_Excerpt to read:_
This study builds on previous work in examining the influence of
pitch accents, prosodic breaks and relative pronoun choice on the
attachment of English relative clauses to complex noun phrases of
the type NP1 of NP2. An example sentence is given in (1).
(1) The zoning board rejected the door of the building //
{that/which} was bright yellow.
Pitch accents were placed on either NP1 (the door) or NP2 (the
building). A full intonational phrase break was either present or
absent following NP2 and preceding the relative clause (marked with
// in (1)), and relative pronoun choice was manipulated as well
(that vs. which/who).
Preliminary results show that in general, the presence of a full
intonational phrase break following NP2 and preceding the relative
clause led to high attachment of the relative clause, and within
this condition placement of a pitch accent significantly influenced
NP choice (using wh-pronouns: F1(1,54)=12.81, p<0.002,
F2(1,13)=19.85, p<0.002; using ``that'' relatives:
F1(1,54)=8.34, p<0.006; F2(1,13)=3.55, p<0.083). There was
also a main effect of pronoun type, though by items only. In the
absence of an intonational phrase break, pitch accent placement was
significant for that-relatives, but not for wh-relatives. Also,
absence of a full intonational phrase break appears to induce N2
attachment, especially for ``that''-relatives.

_Object position labeling entries:_

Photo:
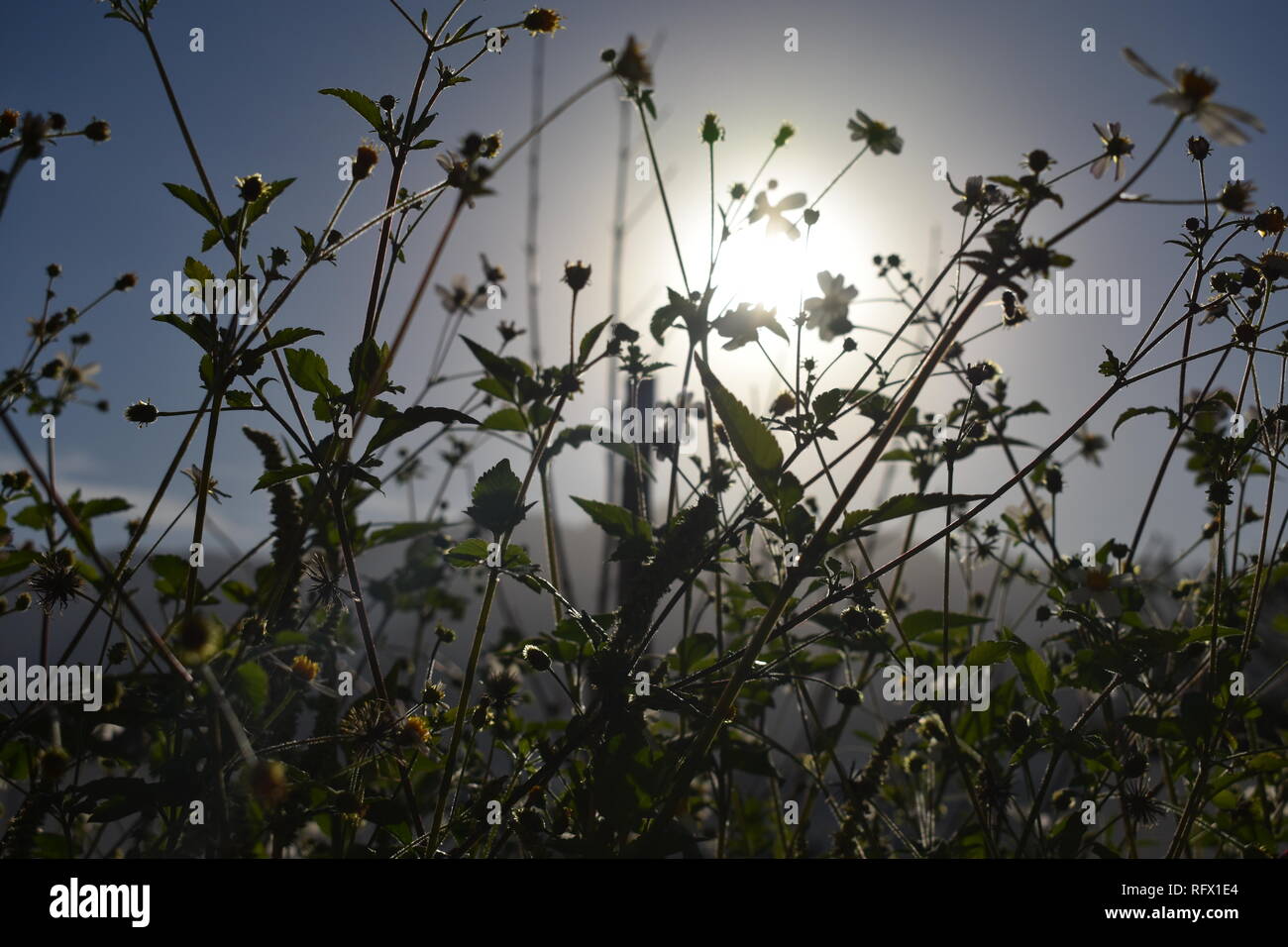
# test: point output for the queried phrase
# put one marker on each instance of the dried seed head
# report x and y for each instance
(711, 131)
(576, 274)
(1236, 196)
(536, 657)
(415, 731)
(366, 158)
(250, 188)
(1270, 222)
(1037, 159)
(268, 783)
(542, 21)
(142, 412)
(632, 65)
(304, 668)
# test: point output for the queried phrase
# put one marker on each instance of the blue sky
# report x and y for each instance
(978, 84)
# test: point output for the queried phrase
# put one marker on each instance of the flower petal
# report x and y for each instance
(1141, 65)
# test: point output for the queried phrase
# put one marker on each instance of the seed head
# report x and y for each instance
(711, 131)
(576, 274)
(1270, 222)
(366, 158)
(142, 412)
(98, 131)
(542, 21)
(536, 657)
(632, 65)
(1198, 147)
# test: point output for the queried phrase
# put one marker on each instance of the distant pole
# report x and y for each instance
(614, 307)
(529, 248)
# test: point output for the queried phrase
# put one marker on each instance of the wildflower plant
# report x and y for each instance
(735, 672)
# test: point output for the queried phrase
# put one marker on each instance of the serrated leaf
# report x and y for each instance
(1034, 673)
(632, 530)
(932, 620)
(589, 339)
(283, 474)
(505, 419)
(496, 500)
(1137, 411)
(360, 103)
(751, 440)
(282, 337)
(198, 202)
(309, 371)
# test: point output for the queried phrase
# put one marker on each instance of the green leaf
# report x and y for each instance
(1034, 673)
(990, 654)
(309, 371)
(171, 574)
(410, 419)
(197, 330)
(196, 269)
(905, 505)
(589, 339)
(496, 500)
(102, 506)
(399, 532)
(475, 552)
(282, 337)
(664, 318)
(360, 103)
(253, 685)
(283, 474)
(198, 202)
(1137, 411)
(932, 620)
(691, 651)
(634, 531)
(365, 363)
(505, 419)
(751, 440)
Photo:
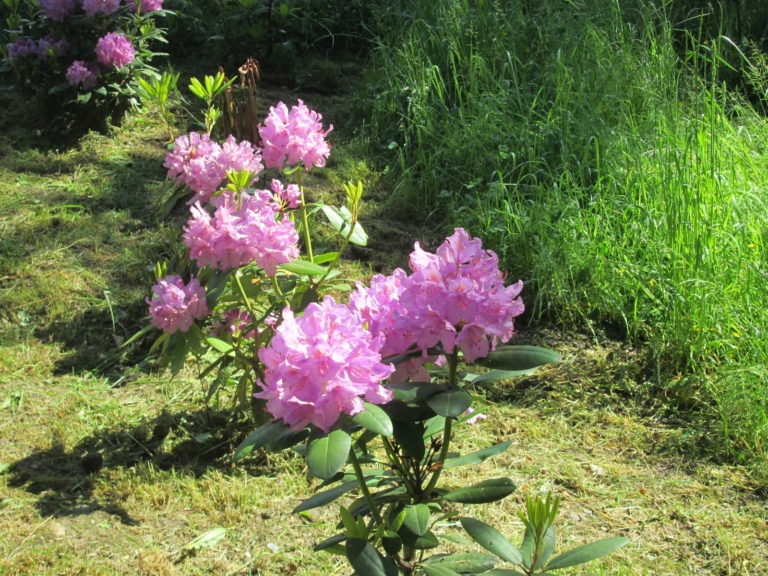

_Instruction A:_ Revise the excerpt on relative clause attachment between "This study builds" and "was bright yellow.", inclusive, putting "planning committee" in place of "zoning board".
_Instruction B:_ Extend the study of relative clause attachment past its final sentence.

_Written answer A:_
This study builds on previous work in examining the influence of
pitch accents, prosodic breaks and relative pronoun choice on the
attachment of English relative clauses to complex noun phrases of
the type NP1 of NP2. An example sentence is given in (1).
(1) The planning committee rejected the door of the building //
{that/which} was bright yellow.

_Written answer B:_
The results suggest that multiple factors contribute to relative
clause attachment decisions in a two - site context. The results
will be considered in view of prosodic structure and the hypotheses
cited above. In addition, plausibility concerns are addressed.
Fodor, J. D. (1998) Learning to Parse. J. Psycholinguistic
Research 21 (5) 1303-1321.
Gibson, E. Pearlmutter, N., Canseco-Gonzalez, E., & Hickok, G.
(1996) Recency preference in the human sentence processing
mechanism. Cognition 59, 23-59.
Maynell, L.A. (1999) Effect of pitch accent placement on resolving
relative clause ambiguity in English. Poster presented at the 12th
Annual CUNY conference on Human Sentence Processing.
Schafer, A., Carter, J., Clifton Jr., C., and Frazier, L. (1996).
Focus in Relative Clause Construal. Language and Cognitive
Processes11, 135-163.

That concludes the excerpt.